** start PASSAGE SHOWN **

'Hilarious' DAILY MAIL 'Very entertaining' SUNDAY TIMES 'Amazing and brutally honest...brilliant' THE LAD BIBLE

'A gifted storyteller...absorbing and very funny' THE LIST 'Destined for bigger things' CHORTLE

Wednesday, 17 May 2017

10 Things I Learned as a Parent This Week

1.My bum crack makes so many unwanted appearances at the soft play centre I'm surprised it hasn't got it's own membership card.

2.How can a sweet, beautiful baby honk like a Megabus shitter?

3.Shouting "I'VE GOT A RED NEE-NAW!" as an adult sounds like you're admitting to an STD.

4.A toddler has no respect for a hangover.

5.My standards continue to nosedive. I asked my wife is there was 'much' poo on the bedsheet. (Note to self: ANY amount is WAY too much.)

6.Toy negotiations in our house are more complex than the Middle East peace process.

7.Telling your lad that 'big boys wear vests' sounds like a Judas Priest b-side.

8.I asked one twin to share his Shreddies with his brother. You'd think I'd asked him to hack his own arm off.

9.Trying to dress little people as they whizz through your legs on a bike makes you feel like you've joined the fucking circus.

10.I know it's only an advert but that Pampers one for premature nappies gets me every time 😢

(I post my parent blog to my FB page a few times a week...I'm a stand up comic and dad to toddler twins...you can also find me on Instagram)

Tuesday, 16 May 2017

The Secret Diary of a 2 Year Old (Part 40)

MONDAY
Went to feed the ducks this morning. Had a mouthful of seeds when no-one was looking but they were proper minging. Tried to spit them out but they all got stuck to my mouth so started crying which made them stick to my face. Thankfully, managed to get back in the game with a couple of wet-wipes and a quick cuddle. Anyway, the ducks were all dead sound and happy to wait for the next handful but then this big mad goose came over and jumped the queue, flapping it’s wings and shouting like Rambo and I wasn’t bothered till it hissed right in Daddy’s face and then he picked me up and we started running and this goose was chasing us and then another one joined in and now there’s six of the mad fuckers chasing us across the mud and Daddy slipped in dog shit and his sandwich fell out of his bag so the geese all stopped and started fighting over it. I think Daddy was crying. He must have really wanted that sandwich.

TUESDAY
Had beans on toast for tea. Wasn’t in the mood so starting flicking food onto the floor. Daddy told me that I shouldn’t ‘flick the bean’ and then went red and tried to say it differently which made Mummy collapse in fits of laughter. I know my sense of humour is developing but how on earth is that funny?

WEDNESDAY
Had so much fun playing with a balloon. Throwing, kicking, grabbing, slapping. Sat on it for ages and rolled round on top. Humped it for a bit too, until Mummy stopped me. Sat on it again and was laughing my little head off till the bastard thing suddenly noisily disappeared. Shit me right up. Haven’t been that scared since I couldn’t find my willie in Starbucks.

THURSDAY
Didn’t touch my own food but demolished Mummy’s. What can I say? Food tastes nicer off other people’s plates. Fact.

FRIDAY
Today was total shit. Hated everything we did and every suggestion that was made. Daddy offered me a drink and I cried so hard I could feel myself withering away. Got so fucked off at one point I ran into the wall.

** end PASSAGE SHOWN **
** start SUPPLIED RECORDS **

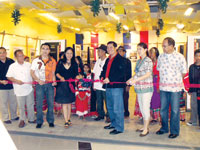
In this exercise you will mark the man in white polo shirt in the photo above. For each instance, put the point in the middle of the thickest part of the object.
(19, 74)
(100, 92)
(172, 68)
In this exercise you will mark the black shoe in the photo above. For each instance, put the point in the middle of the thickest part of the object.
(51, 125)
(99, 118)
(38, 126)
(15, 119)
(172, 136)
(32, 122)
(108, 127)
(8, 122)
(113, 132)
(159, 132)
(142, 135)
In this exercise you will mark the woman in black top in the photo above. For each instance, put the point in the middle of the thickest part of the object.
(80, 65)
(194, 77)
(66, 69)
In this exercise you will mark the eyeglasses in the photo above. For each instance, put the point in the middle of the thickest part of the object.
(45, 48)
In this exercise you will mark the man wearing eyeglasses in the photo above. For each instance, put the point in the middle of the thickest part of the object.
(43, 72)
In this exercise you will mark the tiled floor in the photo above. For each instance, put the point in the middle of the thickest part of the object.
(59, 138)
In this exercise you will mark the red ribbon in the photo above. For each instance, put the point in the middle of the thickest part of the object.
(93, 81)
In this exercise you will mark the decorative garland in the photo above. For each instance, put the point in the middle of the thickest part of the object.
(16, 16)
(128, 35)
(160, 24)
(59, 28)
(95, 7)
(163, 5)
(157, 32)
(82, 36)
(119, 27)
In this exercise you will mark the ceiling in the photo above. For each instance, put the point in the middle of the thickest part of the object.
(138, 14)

** end SUPPLIED RECORDS **
** start SUPPLIED RECORDS **

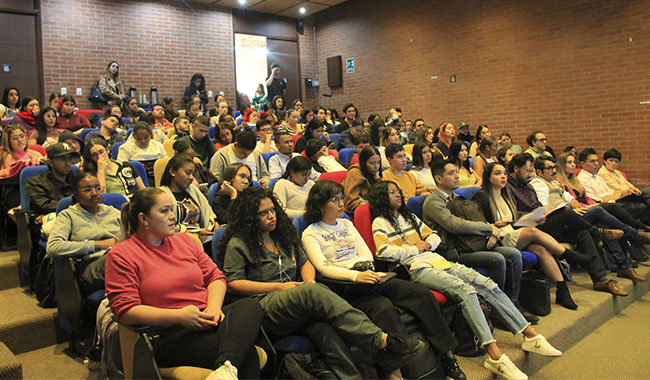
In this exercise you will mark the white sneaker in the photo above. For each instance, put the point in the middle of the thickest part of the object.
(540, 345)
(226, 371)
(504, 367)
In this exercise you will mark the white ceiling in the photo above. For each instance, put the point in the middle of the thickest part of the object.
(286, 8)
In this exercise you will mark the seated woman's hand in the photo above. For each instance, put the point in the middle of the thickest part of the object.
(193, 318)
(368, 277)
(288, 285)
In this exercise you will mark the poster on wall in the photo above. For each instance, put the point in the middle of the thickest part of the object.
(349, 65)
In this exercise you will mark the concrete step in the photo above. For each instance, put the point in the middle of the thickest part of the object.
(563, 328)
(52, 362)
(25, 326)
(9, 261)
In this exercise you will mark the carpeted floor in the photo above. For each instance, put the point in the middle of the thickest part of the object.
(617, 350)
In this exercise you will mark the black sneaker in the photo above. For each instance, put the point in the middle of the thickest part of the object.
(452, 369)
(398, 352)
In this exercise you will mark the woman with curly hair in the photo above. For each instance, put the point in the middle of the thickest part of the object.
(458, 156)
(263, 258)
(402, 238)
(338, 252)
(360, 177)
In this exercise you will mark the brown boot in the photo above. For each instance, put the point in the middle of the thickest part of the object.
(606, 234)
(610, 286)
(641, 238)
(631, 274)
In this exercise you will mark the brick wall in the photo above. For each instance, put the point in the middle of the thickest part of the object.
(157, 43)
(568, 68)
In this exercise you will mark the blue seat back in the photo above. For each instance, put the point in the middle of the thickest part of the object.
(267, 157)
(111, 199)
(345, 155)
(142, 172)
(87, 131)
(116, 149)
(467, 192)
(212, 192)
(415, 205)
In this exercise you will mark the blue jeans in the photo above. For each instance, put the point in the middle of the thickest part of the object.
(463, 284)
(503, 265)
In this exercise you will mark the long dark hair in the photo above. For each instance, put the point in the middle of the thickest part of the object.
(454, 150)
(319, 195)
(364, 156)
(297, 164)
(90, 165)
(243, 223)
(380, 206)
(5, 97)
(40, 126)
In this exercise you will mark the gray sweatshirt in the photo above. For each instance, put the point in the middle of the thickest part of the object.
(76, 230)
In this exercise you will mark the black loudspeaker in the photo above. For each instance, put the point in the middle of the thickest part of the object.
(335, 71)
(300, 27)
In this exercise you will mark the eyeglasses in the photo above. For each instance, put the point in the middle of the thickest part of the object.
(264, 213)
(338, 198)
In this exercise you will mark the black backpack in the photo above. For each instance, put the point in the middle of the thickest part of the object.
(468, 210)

** end SUPPLIED RECORDS **

DIRECTION A:
Answer these questions about the parent blog:
(i) According to the list of ten things, what does a toddler have no respect for?
(ii) What did the child have for tea on TUESDAY?
(iii) Whose food did the child demolish on THURSDAY?
DIRECTION B:
Please copy out every line of the records that contains the word "blue". Case counts.

WRITTEN SOLUTION A:
(i) A hangover.
(ii) Beans on toast.
(iii) Mummy's.

WRITTEN SOLUTION B:
In this exercise you will mark the blue seat back in the photo above. For each instance, put the point in the middle of the thickest part of the object.
In this exercise you will mark the blue jeans in the photo above. For each instance, put the point in the middle of the thickest part of the object.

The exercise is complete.